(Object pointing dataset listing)

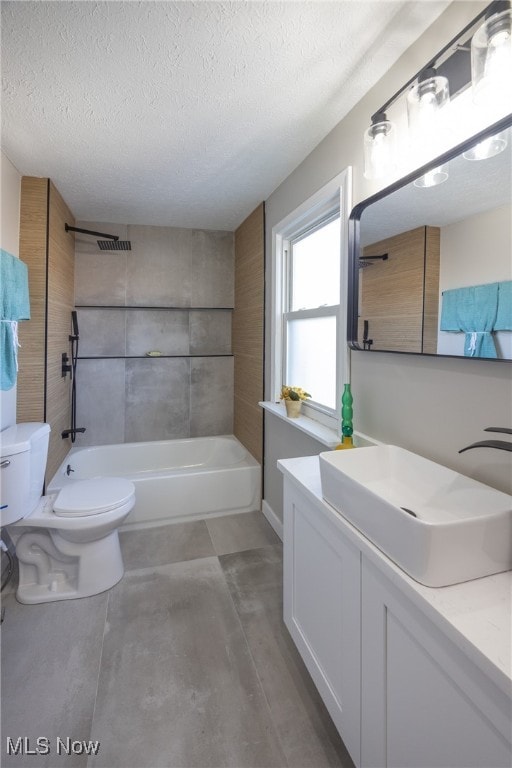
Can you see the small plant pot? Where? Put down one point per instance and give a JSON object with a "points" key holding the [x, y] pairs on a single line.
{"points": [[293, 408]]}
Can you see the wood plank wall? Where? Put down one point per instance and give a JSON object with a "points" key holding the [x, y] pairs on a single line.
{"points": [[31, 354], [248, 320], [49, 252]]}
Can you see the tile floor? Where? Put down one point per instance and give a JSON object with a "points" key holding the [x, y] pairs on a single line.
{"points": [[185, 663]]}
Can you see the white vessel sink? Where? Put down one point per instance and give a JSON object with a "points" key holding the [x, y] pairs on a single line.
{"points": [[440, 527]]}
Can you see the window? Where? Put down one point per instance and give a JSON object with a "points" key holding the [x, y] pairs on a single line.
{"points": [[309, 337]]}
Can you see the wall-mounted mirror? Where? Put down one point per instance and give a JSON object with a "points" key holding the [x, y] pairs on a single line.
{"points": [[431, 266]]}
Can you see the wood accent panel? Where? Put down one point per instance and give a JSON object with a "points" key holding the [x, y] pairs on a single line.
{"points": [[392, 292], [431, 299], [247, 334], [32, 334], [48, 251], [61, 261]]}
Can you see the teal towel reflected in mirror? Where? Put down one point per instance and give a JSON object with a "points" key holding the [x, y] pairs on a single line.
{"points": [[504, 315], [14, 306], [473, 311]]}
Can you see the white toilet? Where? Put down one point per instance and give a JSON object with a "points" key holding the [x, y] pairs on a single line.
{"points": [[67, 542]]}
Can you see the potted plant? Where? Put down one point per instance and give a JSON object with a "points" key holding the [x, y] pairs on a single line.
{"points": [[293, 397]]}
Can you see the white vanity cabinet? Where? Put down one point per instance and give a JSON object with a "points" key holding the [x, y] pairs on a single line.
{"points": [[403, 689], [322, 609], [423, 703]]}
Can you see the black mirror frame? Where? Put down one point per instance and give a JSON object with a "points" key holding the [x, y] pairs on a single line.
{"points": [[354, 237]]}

- _Stated goal_: Repeat every line of the listing above word for word, including each point answer, but leave out the pictures.

- _Final answer_:
Can you see the small plant pot? Where? Put down one point per instance and give a JSON object with a "points" key holding the [x, y] pairs on a single line.
{"points": [[293, 408]]}
Can you see the wood plank wall? Where? Put down one point per instance and give a JSON object with a "points" key holding the [x, y] pairs on a single line.
{"points": [[31, 354], [248, 320], [49, 252]]}
Can you see the tile floor? Where? Put down one point per instance and give a JSON object with a "points" key holding the [x, y] pairs on a single line.
{"points": [[185, 663]]}
Can you see the white vessel sink? Where? Put down one point per instance and give a JSON object with a "points" key holding the [x, y] pairs on a single line.
{"points": [[440, 527]]}
Can you see the window? Where? Put down one point per instance and give a JSON object with a "points" key holding the [x, y] pairs on a single line.
{"points": [[309, 337]]}
Can you see the wall-mounted mirror? Where? Put down one point per instance and give a JSON object with a "points" key holding the [x, y] pairs on a single line.
{"points": [[431, 266]]}
Can you see the wood accent panel? Where? Put down one point per instance and give a JSON object with a "points" key holding the [x, y] pairs on a single line.
{"points": [[392, 292], [431, 299], [247, 334], [32, 334], [48, 251], [61, 261]]}
Can you see the teal towel reflected in mirror? Where? Put down one point per instance and give a JSON object with a "points" key holding the [x, y] pairs on a single line.
{"points": [[504, 315], [14, 306], [473, 311]]}
Can you see the white toilet? Where? Put down one point per instance and give a JSON object with a "points" key holding the [x, y] pairs on a single line.
{"points": [[67, 542]]}
Can you see the potted plant? Where? Put down one point per instance and give a JSON object with a "points" key holding the [x, y] pairs on a single line.
{"points": [[293, 397]]}
Can you see the white vanity cabinet? Where? Put down one point per instance and give a JSON object with a "points" key holding the [x, y] pairs on a single line.
{"points": [[403, 689], [322, 609], [423, 703]]}
Can you see the black mirror frame? Where? Put down one point per instance and give a JSON object with a "points" key holding the [x, y] pairs on a single line.
{"points": [[354, 237]]}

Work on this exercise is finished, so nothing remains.